Stated problem ->
Transcribe exactly the lines from the one holding "like [284, 200]." to the end of the data below, including both of those lines and no others.

Recorded information ->

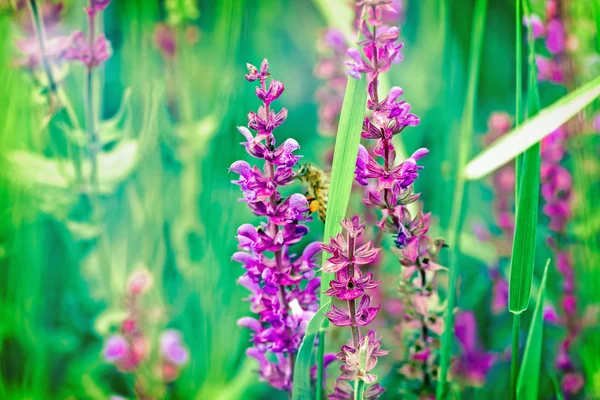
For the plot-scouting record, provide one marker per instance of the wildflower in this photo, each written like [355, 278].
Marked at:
[283, 286]
[349, 285]
[139, 282]
[90, 56]
[55, 50]
[91, 51]
[330, 68]
[130, 350]
[116, 348]
[392, 191]
[164, 40]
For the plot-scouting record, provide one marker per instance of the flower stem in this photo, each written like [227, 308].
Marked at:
[424, 334]
[274, 229]
[89, 102]
[514, 360]
[352, 303]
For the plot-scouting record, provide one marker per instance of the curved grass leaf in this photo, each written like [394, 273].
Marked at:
[302, 389]
[529, 377]
[528, 188]
[532, 131]
[342, 176]
[464, 150]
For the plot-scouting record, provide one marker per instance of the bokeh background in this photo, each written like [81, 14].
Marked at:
[165, 200]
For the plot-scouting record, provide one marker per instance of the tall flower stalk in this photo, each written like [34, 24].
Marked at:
[422, 324]
[283, 286]
[359, 355]
[92, 52]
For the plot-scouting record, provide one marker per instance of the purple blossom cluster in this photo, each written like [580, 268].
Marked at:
[472, 366]
[283, 285]
[55, 49]
[422, 321]
[556, 181]
[330, 68]
[551, 69]
[350, 286]
[392, 191]
[131, 347]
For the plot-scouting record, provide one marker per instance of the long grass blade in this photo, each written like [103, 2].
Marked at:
[532, 131]
[529, 377]
[523, 250]
[464, 150]
[302, 389]
[527, 198]
[342, 175]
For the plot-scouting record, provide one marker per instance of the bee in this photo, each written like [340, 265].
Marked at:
[317, 182]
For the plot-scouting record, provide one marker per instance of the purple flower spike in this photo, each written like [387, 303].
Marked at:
[283, 287]
[348, 286]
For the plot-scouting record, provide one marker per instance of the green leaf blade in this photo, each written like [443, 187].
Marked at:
[529, 377]
[342, 176]
[531, 131]
[301, 389]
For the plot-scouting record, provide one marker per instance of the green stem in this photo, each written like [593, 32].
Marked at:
[464, 150]
[518, 89]
[514, 361]
[320, 369]
[89, 102]
[38, 23]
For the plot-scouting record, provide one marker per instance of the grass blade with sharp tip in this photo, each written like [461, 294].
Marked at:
[466, 133]
[342, 176]
[527, 198]
[532, 131]
[529, 377]
[301, 389]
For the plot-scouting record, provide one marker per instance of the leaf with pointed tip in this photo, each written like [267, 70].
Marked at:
[302, 388]
[529, 377]
[532, 131]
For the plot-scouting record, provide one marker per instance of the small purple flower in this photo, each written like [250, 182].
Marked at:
[115, 349]
[556, 37]
[56, 49]
[365, 314]
[164, 40]
[96, 6]
[172, 349]
[536, 24]
[473, 365]
[90, 57]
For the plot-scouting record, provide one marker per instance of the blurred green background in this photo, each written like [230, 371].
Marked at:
[166, 200]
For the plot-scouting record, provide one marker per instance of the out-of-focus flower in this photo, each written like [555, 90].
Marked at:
[172, 349]
[139, 282]
[164, 40]
[116, 348]
[81, 51]
[55, 50]
[472, 365]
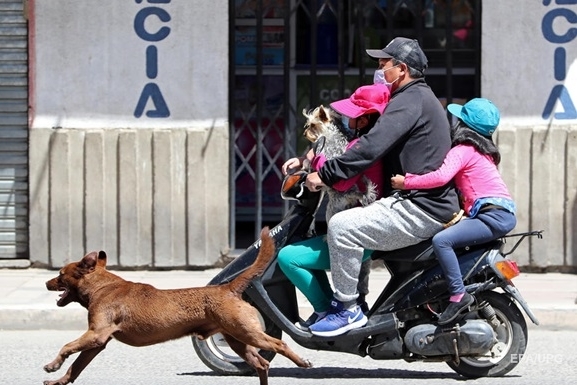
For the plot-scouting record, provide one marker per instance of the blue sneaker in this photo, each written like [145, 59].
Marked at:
[339, 321]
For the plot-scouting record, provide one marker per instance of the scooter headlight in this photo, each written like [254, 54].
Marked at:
[507, 269]
[293, 186]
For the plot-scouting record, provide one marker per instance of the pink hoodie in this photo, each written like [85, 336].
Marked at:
[374, 173]
[476, 176]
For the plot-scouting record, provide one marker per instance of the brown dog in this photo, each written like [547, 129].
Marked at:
[139, 314]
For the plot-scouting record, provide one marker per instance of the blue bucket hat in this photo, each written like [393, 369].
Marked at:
[480, 114]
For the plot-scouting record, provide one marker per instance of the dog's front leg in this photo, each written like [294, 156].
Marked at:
[77, 366]
[251, 357]
[89, 340]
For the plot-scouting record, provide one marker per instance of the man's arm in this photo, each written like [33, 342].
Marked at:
[391, 127]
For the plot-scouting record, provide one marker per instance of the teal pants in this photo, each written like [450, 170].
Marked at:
[305, 263]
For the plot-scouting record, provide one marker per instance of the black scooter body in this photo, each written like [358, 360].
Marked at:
[416, 278]
[402, 323]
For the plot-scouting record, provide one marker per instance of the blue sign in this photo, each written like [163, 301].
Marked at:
[559, 93]
[151, 91]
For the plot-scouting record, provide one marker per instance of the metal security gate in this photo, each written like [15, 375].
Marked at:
[13, 130]
[290, 55]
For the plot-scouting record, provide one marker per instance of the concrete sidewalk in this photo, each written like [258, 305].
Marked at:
[25, 303]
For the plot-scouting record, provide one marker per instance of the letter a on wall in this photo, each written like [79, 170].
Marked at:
[560, 93]
[152, 91]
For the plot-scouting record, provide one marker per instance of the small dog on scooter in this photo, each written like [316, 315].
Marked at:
[322, 123]
[138, 314]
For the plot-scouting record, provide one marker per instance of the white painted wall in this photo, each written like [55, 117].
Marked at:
[150, 191]
[90, 64]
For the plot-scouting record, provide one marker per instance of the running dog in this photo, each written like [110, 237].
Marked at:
[138, 314]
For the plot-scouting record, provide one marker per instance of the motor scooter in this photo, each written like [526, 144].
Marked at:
[484, 341]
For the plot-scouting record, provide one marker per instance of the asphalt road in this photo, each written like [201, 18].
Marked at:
[551, 358]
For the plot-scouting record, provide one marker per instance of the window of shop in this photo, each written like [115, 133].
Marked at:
[290, 55]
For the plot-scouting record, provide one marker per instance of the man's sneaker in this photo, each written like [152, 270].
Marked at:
[455, 308]
[315, 317]
[363, 303]
[339, 321]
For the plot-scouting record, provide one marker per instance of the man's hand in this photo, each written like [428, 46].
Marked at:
[314, 182]
[293, 164]
[398, 182]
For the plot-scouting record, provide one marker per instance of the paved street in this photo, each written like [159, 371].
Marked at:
[550, 355]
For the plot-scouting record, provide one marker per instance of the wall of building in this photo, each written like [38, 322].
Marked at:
[128, 131]
[529, 69]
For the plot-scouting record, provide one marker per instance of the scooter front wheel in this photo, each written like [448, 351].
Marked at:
[215, 353]
[511, 335]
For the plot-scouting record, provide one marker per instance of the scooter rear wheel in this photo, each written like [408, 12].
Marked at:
[215, 353]
[512, 341]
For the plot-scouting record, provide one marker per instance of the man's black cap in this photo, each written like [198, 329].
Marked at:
[402, 49]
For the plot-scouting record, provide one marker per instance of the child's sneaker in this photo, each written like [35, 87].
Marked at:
[339, 321]
[315, 317]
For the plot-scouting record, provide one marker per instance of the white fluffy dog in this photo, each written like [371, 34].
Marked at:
[322, 123]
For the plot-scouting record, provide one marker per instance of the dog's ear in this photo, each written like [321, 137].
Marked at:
[323, 114]
[101, 258]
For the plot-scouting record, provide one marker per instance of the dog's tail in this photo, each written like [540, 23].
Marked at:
[266, 252]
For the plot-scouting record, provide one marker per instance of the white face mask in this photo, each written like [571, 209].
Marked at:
[379, 77]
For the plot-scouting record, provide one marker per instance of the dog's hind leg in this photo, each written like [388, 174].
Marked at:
[84, 358]
[251, 356]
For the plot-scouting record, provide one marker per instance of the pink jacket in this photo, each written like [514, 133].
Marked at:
[475, 174]
[374, 173]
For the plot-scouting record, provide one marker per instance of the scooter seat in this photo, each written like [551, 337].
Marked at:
[422, 251]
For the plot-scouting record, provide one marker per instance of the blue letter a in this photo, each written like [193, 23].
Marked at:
[152, 91]
[559, 92]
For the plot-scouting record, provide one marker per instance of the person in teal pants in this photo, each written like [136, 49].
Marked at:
[305, 263]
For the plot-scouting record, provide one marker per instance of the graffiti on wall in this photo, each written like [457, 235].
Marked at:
[151, 91]
[559, 93]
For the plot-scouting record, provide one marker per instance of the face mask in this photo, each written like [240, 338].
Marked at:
[387, 84]
[349, 132]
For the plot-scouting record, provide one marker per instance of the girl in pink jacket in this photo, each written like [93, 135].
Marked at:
[490, 211]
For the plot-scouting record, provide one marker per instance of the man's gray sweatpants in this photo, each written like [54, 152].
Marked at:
[387, 224]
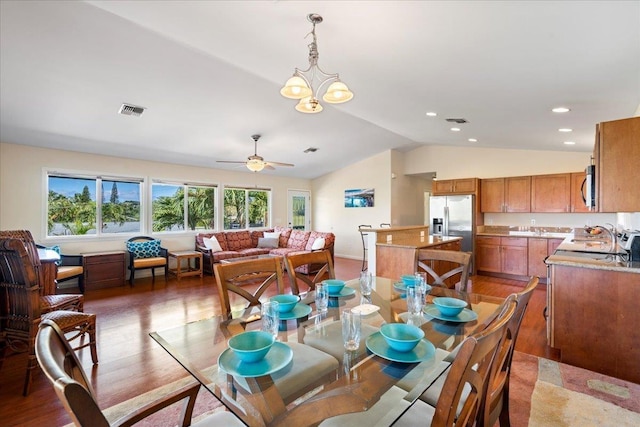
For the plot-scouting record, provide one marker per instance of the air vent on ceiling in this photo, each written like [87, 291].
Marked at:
[459, 121]
[131, 110]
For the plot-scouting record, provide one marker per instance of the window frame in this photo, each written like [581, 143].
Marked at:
[185, 186]
[246, 189]
[98, 178]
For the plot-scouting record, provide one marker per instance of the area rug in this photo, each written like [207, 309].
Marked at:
[543, 393]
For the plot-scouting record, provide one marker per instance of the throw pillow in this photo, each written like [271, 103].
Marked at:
[267, 242]
[149, 249]
[212, 243]
[272, 235]
[318, 244]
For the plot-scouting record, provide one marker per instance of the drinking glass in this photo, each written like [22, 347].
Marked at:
[322, 297]
[350, 329]
[365, 283]
[270, 317]
[415, 300]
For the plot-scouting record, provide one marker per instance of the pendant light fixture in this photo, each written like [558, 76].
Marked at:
[301, 85]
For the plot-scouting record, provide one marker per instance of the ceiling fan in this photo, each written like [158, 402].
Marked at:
[256, 163]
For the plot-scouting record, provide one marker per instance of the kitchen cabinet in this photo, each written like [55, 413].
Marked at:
[455, 186]
[617, 151]
[551, 193]
[577, 202]
[511, 194]
[506, 255]
[538, 249]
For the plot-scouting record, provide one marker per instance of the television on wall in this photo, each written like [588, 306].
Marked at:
[359, 198]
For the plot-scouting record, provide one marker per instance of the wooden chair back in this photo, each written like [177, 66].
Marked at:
[319, 258]
[471, 368]
[497, 402]
[249, 279]
[455, 264]
[61, 366]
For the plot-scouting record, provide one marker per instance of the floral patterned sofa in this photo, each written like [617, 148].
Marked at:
[238, 244]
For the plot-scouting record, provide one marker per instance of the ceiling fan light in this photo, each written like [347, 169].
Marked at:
[255, 165]
[337, 93]
[295, 88]
[309, 105]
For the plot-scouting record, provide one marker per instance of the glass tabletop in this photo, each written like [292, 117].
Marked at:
[294, 392]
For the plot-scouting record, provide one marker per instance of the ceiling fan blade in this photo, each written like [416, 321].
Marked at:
[279, 163]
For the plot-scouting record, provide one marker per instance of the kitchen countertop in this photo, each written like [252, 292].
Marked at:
[420, 242]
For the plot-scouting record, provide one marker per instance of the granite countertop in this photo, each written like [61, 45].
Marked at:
[420, 242]
[510, 231]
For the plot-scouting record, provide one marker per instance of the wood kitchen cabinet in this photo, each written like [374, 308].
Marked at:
[538, 249]
[511, 194]
[455, 186]
[506, 255]
[616, 155]
[551, 193]
[577, 201]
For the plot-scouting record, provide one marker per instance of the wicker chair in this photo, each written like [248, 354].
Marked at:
[49, 300]
[20, 311]
[320, 258]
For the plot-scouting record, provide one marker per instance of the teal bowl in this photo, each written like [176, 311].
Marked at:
[286, 302]
[409, 279]
[334, 285]
[401, 336]
[251, 346]
[449, 307]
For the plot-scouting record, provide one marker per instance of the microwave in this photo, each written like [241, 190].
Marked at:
[589, 187]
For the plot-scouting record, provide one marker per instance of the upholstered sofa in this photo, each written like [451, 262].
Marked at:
[237, 244]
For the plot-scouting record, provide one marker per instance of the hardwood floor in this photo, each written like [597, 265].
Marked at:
[131, 363]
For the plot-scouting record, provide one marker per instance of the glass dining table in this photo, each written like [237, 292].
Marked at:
[373, 384]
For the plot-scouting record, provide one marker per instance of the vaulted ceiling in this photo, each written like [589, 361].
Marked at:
[209, 75]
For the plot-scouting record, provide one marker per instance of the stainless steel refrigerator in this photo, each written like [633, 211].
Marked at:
[454, 216]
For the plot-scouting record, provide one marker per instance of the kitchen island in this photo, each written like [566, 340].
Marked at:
[398, 257]
[592, 306]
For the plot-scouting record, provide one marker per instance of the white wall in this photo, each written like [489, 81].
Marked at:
[22, 187]
[329, 213]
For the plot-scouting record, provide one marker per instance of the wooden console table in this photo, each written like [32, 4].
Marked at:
[104, 269]
[196, 270]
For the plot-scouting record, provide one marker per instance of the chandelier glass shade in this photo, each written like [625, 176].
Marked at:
[301, 84]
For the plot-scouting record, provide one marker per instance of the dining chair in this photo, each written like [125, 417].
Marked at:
[146, 253]
[463, 394]
[249, 280]
[49, 300]
[496, 406]
[321, 259]
[455, 264]
[20, 311]
[63, 369]
[69, 267]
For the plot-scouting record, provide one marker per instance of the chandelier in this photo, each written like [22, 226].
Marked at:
[301, 85]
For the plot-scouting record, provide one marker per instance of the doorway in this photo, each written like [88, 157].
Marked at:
[299, 209]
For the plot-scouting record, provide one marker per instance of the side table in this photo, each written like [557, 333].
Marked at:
[179, 272]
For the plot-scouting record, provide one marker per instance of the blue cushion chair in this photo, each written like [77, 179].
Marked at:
[146, 253]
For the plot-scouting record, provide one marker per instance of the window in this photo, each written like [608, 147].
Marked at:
[246, 208]
[171, 212]
[76, 203]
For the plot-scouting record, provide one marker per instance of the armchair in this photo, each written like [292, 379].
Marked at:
[145, 252]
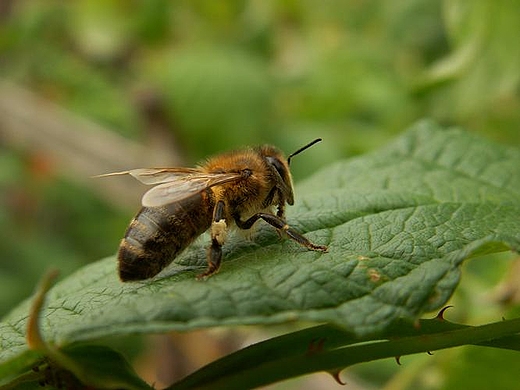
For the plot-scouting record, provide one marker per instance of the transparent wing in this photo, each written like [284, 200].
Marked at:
[155, 175]
[179, 187]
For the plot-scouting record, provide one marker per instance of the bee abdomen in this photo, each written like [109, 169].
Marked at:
[157, 235]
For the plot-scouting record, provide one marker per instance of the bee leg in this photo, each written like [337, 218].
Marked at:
[282, 226]
[218, 237]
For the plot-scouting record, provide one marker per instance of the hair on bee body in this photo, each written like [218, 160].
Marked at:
[233, 189]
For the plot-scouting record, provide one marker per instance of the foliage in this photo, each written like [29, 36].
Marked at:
[398, 223]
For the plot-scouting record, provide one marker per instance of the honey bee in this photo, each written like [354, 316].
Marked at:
[236, 188]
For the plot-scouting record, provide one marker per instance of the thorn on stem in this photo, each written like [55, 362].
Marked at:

Finished task ->
For the plot-scouting record, provide one marker per instance of the transparent wing in this photo, each written like [284, 200].
Marked at:
[155, 175]
[179, 187]
For the plot-scouting record, provide one marker per instance of the bee abdomen in this photo, each written like [109, 169].
Marked at:
[157, 235]
For the plot-scouting record, provide one marker per instance of the bee leg in this photo, each written like [337, 218].
Marked at:
[282, 226]
[218, 237]
For the plot-scouting record, provide one marker per instance of the hair on bee body in this photo, each written like [218, 160].
Marked at:
[233, 189]
For the plot-scouting record, provide one marker per instance of the foliage in this photo, each written like [29, 36].
Marked at:
[398, 223]
For the plot-scouting record, provide one marker per instance of the honey bee in this photo, each written like [354, 316].
Marked at:
[236, 188]
For the plot-scouting record, provide one marker per instance of the thorn on stem in this photo, each written like [55, 362].
Marked at:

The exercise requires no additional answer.